== DATA SUPPLIED
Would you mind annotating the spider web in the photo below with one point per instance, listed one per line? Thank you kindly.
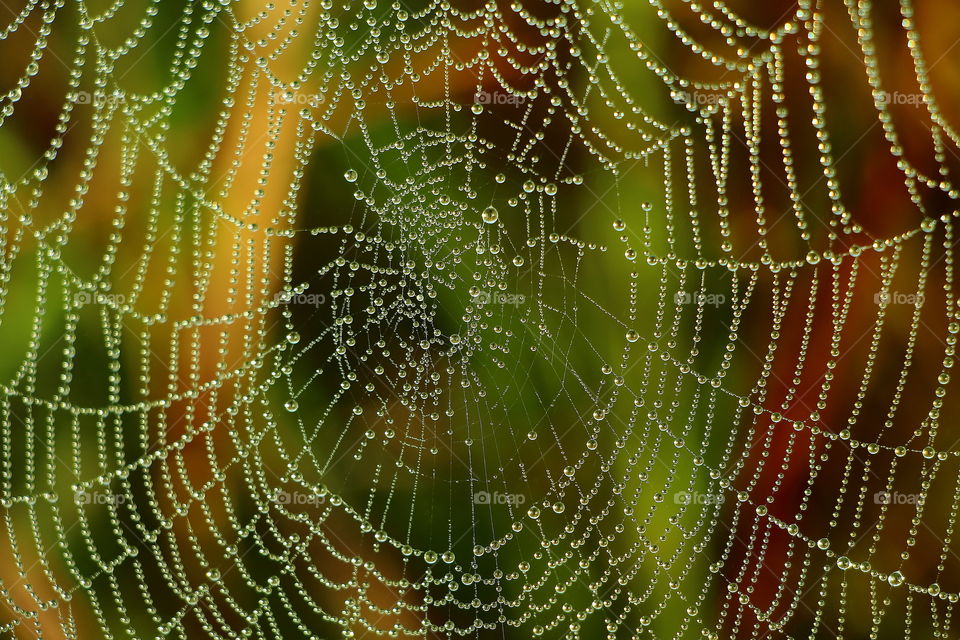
(472, 320)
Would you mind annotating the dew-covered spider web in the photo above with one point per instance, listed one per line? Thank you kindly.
(559, 318)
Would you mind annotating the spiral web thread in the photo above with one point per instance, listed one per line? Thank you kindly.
(552, 357)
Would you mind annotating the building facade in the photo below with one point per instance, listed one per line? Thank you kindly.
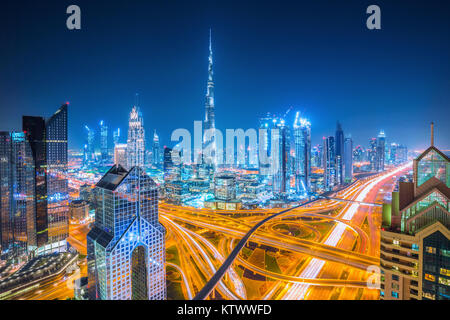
(415, 239)
(339, 154)
(136, 139)
(126, 246)
(17, 197)
(48, 141)
(302, 163)
(348, 159)
(329, 163)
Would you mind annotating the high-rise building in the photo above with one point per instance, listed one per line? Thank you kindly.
(225, 187)
(155, 149)
(358, 154)
(402, 154)
(210, 122)
(103, 141)
(57, 184)
(126, 249)
(266, 124)
(329, 163)
(17, 197)
(317, 156)
(339, 154)
(34, 128)
(120, 154)
(172, 165)
(280, 179)
(380, 152)
(372, 154)
(348, 159)
(415, 238)
(90, 139)
(302, 145)
(48, 140)
(116, 136)
(136, 139)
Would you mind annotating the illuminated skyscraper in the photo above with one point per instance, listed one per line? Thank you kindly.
(155, 149)
(57, 184)
(120, 154)
(280, 179)
(126, 249)
(18, 199)
(90, 138)
(415, 235)
(266, 124)
(381, 152)
(136, 139)
(348, 159)
(329, 163)
(339, 153)
(103, 141)
(372, 154)
(302, 164)
(116, 136)
(210, 122)
(48, 140)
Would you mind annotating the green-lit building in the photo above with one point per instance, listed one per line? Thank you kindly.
(415, 238)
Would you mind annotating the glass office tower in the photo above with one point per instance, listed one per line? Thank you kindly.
(48, 140)
(57, 184)
(17, 204)
(126, 249)
(302, 164)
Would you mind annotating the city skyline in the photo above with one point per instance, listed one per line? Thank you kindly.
(224, 151)
(294, 83)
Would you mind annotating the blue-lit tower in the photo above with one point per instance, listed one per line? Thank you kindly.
(126, 249)
(302, 144)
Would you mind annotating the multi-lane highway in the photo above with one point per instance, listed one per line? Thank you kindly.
(317, 251)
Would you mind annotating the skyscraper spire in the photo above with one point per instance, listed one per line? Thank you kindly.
(209, 105)
(432, 134)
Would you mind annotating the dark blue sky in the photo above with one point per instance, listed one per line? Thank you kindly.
(317, 56)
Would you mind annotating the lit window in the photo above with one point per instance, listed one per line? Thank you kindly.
(444, 281)
(445, 272)
(430, 277)
(431, 250)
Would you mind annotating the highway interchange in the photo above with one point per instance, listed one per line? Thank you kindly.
(320, 251)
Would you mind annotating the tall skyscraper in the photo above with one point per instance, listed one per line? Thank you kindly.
(17, 197)
(280, 179)
(48, 140)
(126, 249)
(90, 139)
(372, 154)
(317, 156)
(329, 163)
(103, 141)
(339, 150)
(120, 154)
(210, 122)
(402, 154)
(57, 184)
(348, 159)
(116, 136)
(136, 139)
(302, 164)
(415, 235)
(381, 152)
(266, 123)
(155, 149)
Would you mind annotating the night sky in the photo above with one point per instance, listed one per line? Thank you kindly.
====
GOAL: All the records above need to be given again word for word. Skip the pictures.

RESULT OF THE TASK:
Would you mind annotating the spider web in the photo below with one point per instance, listed one per line? Thank you kindly.
(472, 320)
Would you mind annotating the dew-covered spider web in the photo above with one point per instance, listed one per line? Thank you kindly.
(559, 318)
Would you mind annotating the spiral web thread in the photo above with one point per instance, listed one per line? Thank you kindly.
(552, 357)
Would you mind annotating the building facade in the photo below with one point per instance, listed one per line? Thank you kindly.
(415, 239)
(339, 154)
(136, 139)
(126, 246)
(17, 197)
(48, 141)
(302, 163)
(348, 159)
(329, 163)
Would you mind annotating the high-rise building in the photo above with one point per instance, listed one per line? Thank you kindly.
(225, 187)
(155, 149)
(358, 154)
(402, 154)
(210, 122)
(103, 141)
(57, 184)
(126, 249)
(266, 124)
(329, 163)
(17, 197)
(317, 156)
(339, 154)
(34, 128)
(120, 154)
(172, 165)
(280, 179)
(380, 152)
(372, 154)
(348, 159)
(415, 238)
(90, 139)
(302, 145)
(48, 140)
(116, 136)
(136, 139)
Would you mind annotating the illuminated skyscraper in the photo above with one point per instance, listed one per line? Thank you kindly.
(155, 149)
(57, 184)
(120, 154)
(280, 179)
(126, 249)
(18, 199)
(90, 138)
(415, 235)
(266, 124)
(381, 152)
(136, 139)
(348, 159)
(329, 163)
(339, 153)
(103, 141)
(372, 154)
(302, 164)
(116, 136)
(210, 122)
(48, 140)
Would you mind annotating the green-lit building in the photo above with one point per instance, listed one per line? Thank you kindly.
(415, 238)
Would you mind annotating the glass office tower in the photo above with one point per instance, listed one per line? Thank you kindly.
(48, 140)
(57, 184)
(17, 204)
(126, 249)
(302, 164)
Would you mind annotating the city skyline in the photo above with one point per instance, listed one per line? Thank you kindly.
(224, 151)
(294, 83)
Would you mind annotating the blue-lit tower in the photo above with one point per instance, listed one per line? Thank you kindly.
(126, 249)
(302, 144)
Would you mind annotating the multi-lane highway in the photo above with one point per instance, listed one per line? Thank you kindly.
(317, 251)
Would you mind annotating the skyscraper spire in the photo above with one point per instance, listed one per line? Thank you kindly.
(209, 105)
(432, 134)
Would you mind annotating the dark blue sky in the photo above with one point per instance, listed one per line? Thank you kindly.
(317, 56)
Would you mind annotating the lit window in the photo above with one point per instance, listed one per line? Thank you kindly.
(444, 281)
(445, 272)
(430, 277)
(431, 250)
Would you mind annotating the highway interchange in the photo above with one point per instance, listed one per line? Thank you kindly.
(320, 251)
Would you mind annotating the tall skyscraper in the photo above with one point per instance, listed one per line? Thank you kindly.
(17, 197)
(280, 179)
(48, 140)
(126, 249)
(90, 139)
(372, 154)
(317, 156)
(329, 163)
(103, 141)
(339, 150)
(120, 154)
(210, 122)
(402, 154)
(57, 184)
(348, 159)
(116, 136)
(136, 139)
(302, 164)
(415, 235)
(381, 152)
(266, 123)
(155, 149)
Would you mind annotating the night sky in the photo above with one point per instance, listed one per line? Thank you kindly.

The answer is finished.